__Problem description__. Starting at the top of the entries below, print each line exactly until the line with "43], [303, 88]]]" has been printed too.

__Material for this exercise__.

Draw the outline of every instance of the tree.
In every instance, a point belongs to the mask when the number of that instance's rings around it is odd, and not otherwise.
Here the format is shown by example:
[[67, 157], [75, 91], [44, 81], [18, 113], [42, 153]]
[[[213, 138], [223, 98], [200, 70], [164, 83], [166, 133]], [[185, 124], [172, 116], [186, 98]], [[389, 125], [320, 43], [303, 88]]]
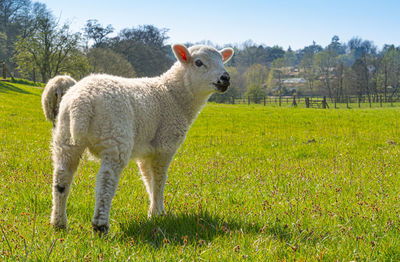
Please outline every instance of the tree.
[[242, 68], [248, 68], [254, 64], [267, 65], [268, 51], [262, 45], [256, 45], [248, 40], [243, 44], [243, 48], [235, 55], [237, 63]]
[[354, 59], [354, 64], [351, 69], [354, 72], [355, 86], [359, 95], [367, 94], [368, 99], [371, 101], [371, 94], [376, 85], [371, 82], [374, 77], [375, 69], [371, 70], [371, 63], [376, 55], [376, 46], [369, 40], [362, 40], [361, 38], [354, 37], [350, 39], [347, 44], [349, 52]]
[[87, 54], [90, 71], [93, 73], [106, 73], [123, 77], [135, 77], [132, 65], [123, 55], [109, 48], [91, 48]]
[[368, 69], [367, 65], [363, 59], [357, 59], [355, 63], [352, 65], [351, 69], [354, 72], [354, 86], [357, 88], [358, 95], [363, 95], [367, 93], [369, 97], [368, 90]]
[[114, 32], [112, 25], [103, 27], [96, 19], [87, 20], [83, 30], [84, 36], [94, 41], [93, 47], [102, 46], [108, 39], [107, 36]]
[[286, 60], [282, 58], [275, 59], [272, 62], [271, 70], [268, 75], [267, 86], [270, 92], [282, 95], [284, 93], [283, 77], [286, 66]]
[[156, 76], [171, 67], [171, 48], [165, 46], [167, 29], [152, 25], [123, 29], [110, 39], [108, 47], [122, 54], [138, 76]]
[[387, 85], [392, 87], [392, 96], [400, 90], [400, 47], [390, 48], [384, 56], [387, 63]]
[[7, 35], [3, 32], [0, 32], [0, 59], [7, 59]]
[[272, 63], [275, 59], [282, 58], [285, 55], [285, 51], [282, 47], [274, 45], [273, 47], [268, 47], [268, 58], [267, 62]]
[[378, 58], [379, 66], [377, 68], [377, 85], [381, 86], [385, 100], [389, 95], [389, 89], [392, 94], [398, 90], [400, 81], [400, 48], [394, 45], [385, 45]]
[[314, 88], [314, 81], [316, 78], [316, 72], [314, 67], [314, 53], [312, 51], [308, 51], [303, 55], [303, 58], [300, 61], [300, 67], [303, 70], [303, 76], [307, 80], [308, 87], [310, 90]]
[[337, 99], [344, 98], [344, 79], [345, 79], [346, 68], [342, 61], [338, 61], [334, 69], [334, 81], [332, 88]]
[[285, 59], [285, 64], [287, 66], [293, 67], [297, 64], [296, 54], [293, 52], [293, 50], [290, 46], [283, 57]]
[[256, 84], [263, 86], [266, 83], [268, 77], [268, 68], [264, 65], [254, 64], [250, 66], [244, 73], [246, 79], [246, 85], [250, 86]]
[[263, 86], [253, 83], [247, 88], [245, 95], [250, 97], [254, 103], [260, 103], [265, 97], [265, 89]]
[[347, 44], [349, 51], [353, 54], [354, 59], [365, 58], [367, 55], [375, 55], [377, 47], [372, 41], [362, 40], [359, 37], [353, 37]]
[[141, 25], [137, 28], [125, 28], [119, 33], [122, 40], [141, 42], [151, 47], [162, 48], [168, 40], [166, 28], [157, 28], [153, 25]]
[[29, 0], [0, 0], [0, 30], [8, 34], [30, 4]]
[[10, 61], [15, 54], [13, 45], [17, 36], [23, 36], [26, 26], [30, 26], [31, 9], [30, 0], [0, 0], [1, 59], [11, 70], [15, 67]]
[[13, 59], [22, 74], [37, 70], [41, 81], [47, 82], [62, 71], [71, 52], [78, 49], [80, 35], [70, 33], [67, 24], [60, 26], [43, 6], [35, 9], [32, 26], [31, 33], [25, 38], [19, 37], [15, 43], [17, 52]]
[[345, 46], [339, 42], [339, 37], [337, 35], [332, 37], [332, 41], [328, 45], [327, 49], [336, 55], [343, 55], [346, 52]]
[[303, 56], [307, 53], [315, 55], [318, 52], [321, 52], [323, 50], [322, 46], [317, 45], [315, 41], [313, 41], [312, 45], [306, 46], [303, 49], [300, 49], [296, 52], [297, 59], [298, 61], [301, 61], [303, 59]]
[[[90, 72], [88, 57], [78, 48], [72, 49], [60, 64], [58, 74], [68, 74], [74, 79], [81, 79]], [[54, 74], [56, 75], [56, 74]]]
[[331, 50], [325, 50], [317, 53], [314, 58], [314, 66], [317, 68], [320, 79], [324, 87], [328, 91], [329, 97], [333, 97], [333, 90], [331, 85], [332, 72], [336, 65], [336, 56]]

__Finished task__.
Draw the outline of every instance of the tree.
In every instance, a point belongs to the mask when the number of that instance's rings around it is odd, and not otherwise.
Here the format is shown by example:
[[67, 157], [75, 91], [44, 81], [18, 113], [42, 153]]
[[[213, 138], [223, 98], [200, 70], [164, 83], [166, 133]], [[185, 124], [172, 116], [186, 98]], [[389, 125], [320, 43], [303, 88]]]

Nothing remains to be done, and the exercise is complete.